#### Passage provided:
Video: Removing the Memorial Chamber stained glass windows

Watch this video to see experts carefully removing the stained glass windows in the Memorial Chamber. They removed the windows to protect and restore them during the Centre Block project.

Transcript of Removing the Memorial Chamber stained glass windows

Start of video

[Music plays]

(Text on screen: Public Services and Procurement Canada)

[Shot of stained glass windows in the Memorial Chamber.]

[Shot of stained glass windows through decorative archway.]

[Shot of Mark Thompson on camera standing in front of stained glass windows.]

(Text on screen: Mark Thompson. Senior Heritage Glass Conservator.)

MARK THOMPSON TALKS:

I like to think of stained glass as a narrative art form. It was developed to tell Biblical stories to pre-literate societies. Using glass and light, I like to think the glass work in Centre Block tells Canada’s stories. 

[Pan of the Centre Block on Parliament Hill with excavation site in front of the building.]

[Shot revealing the Memorial Chamber as well as the stained glass windows.]

[Shot of a worker wearing protective equipment removing a window in the Memorial Chamber.]

During the rehabilitation of the Parliament building’s Centre Block, the stunning stained glass windows in the Memorial Chamber are being carefully removed in order to safeguard them.

[Shot of conservator Mark Thompson wearing protective equipment and removing a window.]

[Shot of conservator Mark Thompson and project manager Lynne Strickland talking together as they are walking towards the Centre Block.]

[Shot of the scaffolding installed inside the Memorial Chamber as well as the stained glass windows.]

Conservators, like Mark Thompson, have been given the important task of ensuring these precious heritage assets are preserved for future generations.

[Shot of the Peace Tower clock.]

[Tilting shot from the altar in the Memorial Chamber up to the stained glass windows.]

Located in the Peace Tower, the Memorial Chamber stained glass windows play an important role in creating a special atmosphere in this national space.

[Shot of stained glass windows inside the Memorial Chamber.]

[Shot of the ceiling and stained glass windows inside the Memorial Chamber.]

[Shot of stained glass windows in the Memorial Chamber.]

Designed by Canadian artist Frank S.J. Hollister, the windows were installed in the late 1920s to honour those who sacrificed their lives in the Great War and other conflicts over the last century.

[Shot of stained glass windows and chandelier inside the Memorial Chamber.]

The windows commemorate the call to service, remembrance and peace.

[Shot of Lynne Strickland on camera.]

(Text on screen: Lynne Strickland. Project Manager for Heritage, Centre Block Rehabilitation Project.)

[Shot of two workers in protective equipment wrapping windows in paper.]

[Shot of two workers in protective equipment removing a window. Caution tape is wrapped around the scaffolding.]

[Shot of Lynne Strickland on camera.]

LYNNE STRICKLAND TALKS:

It represents a huge part of Canadian commitment and call to service and protecting these assets ahead of the major construction is one of the most important projects that we have underway.

(Object position labeling entries)

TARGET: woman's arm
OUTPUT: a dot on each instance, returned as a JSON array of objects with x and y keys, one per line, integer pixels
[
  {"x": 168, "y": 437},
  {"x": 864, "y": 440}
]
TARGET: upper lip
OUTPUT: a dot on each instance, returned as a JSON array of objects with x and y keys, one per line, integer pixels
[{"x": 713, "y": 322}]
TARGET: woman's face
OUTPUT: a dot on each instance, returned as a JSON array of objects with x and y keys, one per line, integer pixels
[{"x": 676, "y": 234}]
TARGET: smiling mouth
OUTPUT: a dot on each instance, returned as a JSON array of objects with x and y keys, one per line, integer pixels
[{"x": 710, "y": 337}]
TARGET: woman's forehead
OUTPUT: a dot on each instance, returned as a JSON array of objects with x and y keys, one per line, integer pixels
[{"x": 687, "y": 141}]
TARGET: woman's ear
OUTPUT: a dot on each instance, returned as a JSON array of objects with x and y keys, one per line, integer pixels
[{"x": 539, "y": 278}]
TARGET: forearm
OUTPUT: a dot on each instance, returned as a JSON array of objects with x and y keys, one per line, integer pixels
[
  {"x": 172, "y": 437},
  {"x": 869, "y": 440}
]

#### Given problem A:
In the transcript about the Memorial Chamber windows, rewrite the part that opens with "[Pan of the" and closes with "to safeguard them.", replacing "stunning" with "striking".
#### Given problem B:
According to the transcript about the Memorial Chamber windows, who designed the windows?
#### Given problem C:
Please write what follows in the transcript about the Memorial Chamber windows.

#### Exercise output A:
[Pan of the Centre Block on Parliament Hill with excavation site in front of the building.]

[Shot revealing the Memorial Chamber as well as the stained glass windows.]

[Shot of a worker wearing protective equipment removing a window in the Memorial Chamber.]

During the rehabilitation of the Parliament building’s Centre Block, the striking stained glass windows in the Memorial Chamber are being carefully removed in order to safeguard them.

#### Exercise output B:
Canadian artist Frank S.J. Hollister.

#### Exercise output C:
[Shot from outside with three workers standing on scaffolding and removing the windows.]

[Close up shot of a worker in protective equipment carefully removing a window.]

[Close up shot a stained glass window.]

[Close up shot of stained glass window with the words: Judgment shall return unto Righteousness.]

The removal is no easy feat.  The stained glass windows are delicate—they are made of coloured glass and kiln-fired vitreous enamel—which is a glass-particle based paint.

[Shot of a worker in protective equipment scraping the silicon off the windows.]

[Shot of two workers in protective equipment cutting out shapes on paper.]

[Close up shot of a worker scrapping the silicon off the windows.]

[Close up of a worker handing on a window to another worker.]

Each stained glass window requires about ten days of effort by qualified craftspeople to prepare the work space, carefully remove and document the windows.

[Shot of conservator Mark Thompson drilling screws into a wooden box which contains stained glass windows.]

[Shot of wooden boxes containing the stained glass windows ready to be shipped to the storage facility.]

(Text on screen: Traditional glassworks. FRAGILE.)

[Panoramic shot of the warehouse where stained glass windows are being stored.]

They are then individually crated and shipped for safekeeping at an offsite restoration facility in the National Capital Region.

[Shot of conservator Mark Thompson taking a photo of a window.]

[Shot of a worker in protective equipment putting a window down on the scaffolding.]

Some pieces will need careful restoration work by conservators before they can be reinstalled.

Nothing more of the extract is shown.